This exercise calls for every record to be set down again, exactly and in full.

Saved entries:
====
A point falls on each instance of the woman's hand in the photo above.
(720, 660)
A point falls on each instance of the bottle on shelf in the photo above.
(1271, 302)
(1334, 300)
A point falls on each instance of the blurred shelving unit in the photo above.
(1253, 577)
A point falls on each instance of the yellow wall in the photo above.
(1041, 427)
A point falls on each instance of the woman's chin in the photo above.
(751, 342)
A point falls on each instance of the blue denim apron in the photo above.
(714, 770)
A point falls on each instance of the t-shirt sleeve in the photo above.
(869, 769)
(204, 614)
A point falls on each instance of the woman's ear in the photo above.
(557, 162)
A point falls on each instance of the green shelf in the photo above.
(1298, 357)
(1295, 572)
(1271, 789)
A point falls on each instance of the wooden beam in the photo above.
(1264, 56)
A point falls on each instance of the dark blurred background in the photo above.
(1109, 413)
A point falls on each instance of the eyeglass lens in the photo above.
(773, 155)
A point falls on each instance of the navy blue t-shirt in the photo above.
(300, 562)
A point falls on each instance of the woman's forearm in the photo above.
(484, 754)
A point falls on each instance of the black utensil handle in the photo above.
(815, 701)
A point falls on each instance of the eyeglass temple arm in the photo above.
====
### Expected output
A point falls on each instance of the woman's hand in the photo above.
(720, 660)
A point falls on each instance of the bottle on shelf in the photo above.
(1271, 302)
(1334, 300)
A point falls on each instance of the blurred shelving unit in the photo above.
(1253, 577)
A point falls on each instance of the yellow wall in the photo above.
(1041, 427)
A point falls on each instance of the woman's chin in the photo above.
(751, 342)
A point falls on each instance of the blue denim apron in the photo above.
(714, 770)
A point falls on each instance of the t-shirt sleeve in the photo above.
(869, 769)
(204, 614)
A point falls on each instance of the woman's ear in the photo above.
(557, 162)
A point falls on each instance of the green shelf in the photo above.
(1298, 357)
(1295, 572)
(1271, 789)
A point falls on each instance of the wooden beam in the photo above.
(1264, 56)
A point falls on each instance of the dark blurred background in the photo above.
(1109, 413)
A point falls on each instance of the eyeglass lens in the photo above.
(773, 155)
A point falls on each instance of the navy blue t-shirt in the photo above.
(300, 562)
A point falls on each instance of the woman's forearm in the photo above.
(484, 754)
A point falls on each instance of the black utensil handle in the photo above.
(815, 701)
A point falls on each instance of the eyeglass temple arm in the photo above.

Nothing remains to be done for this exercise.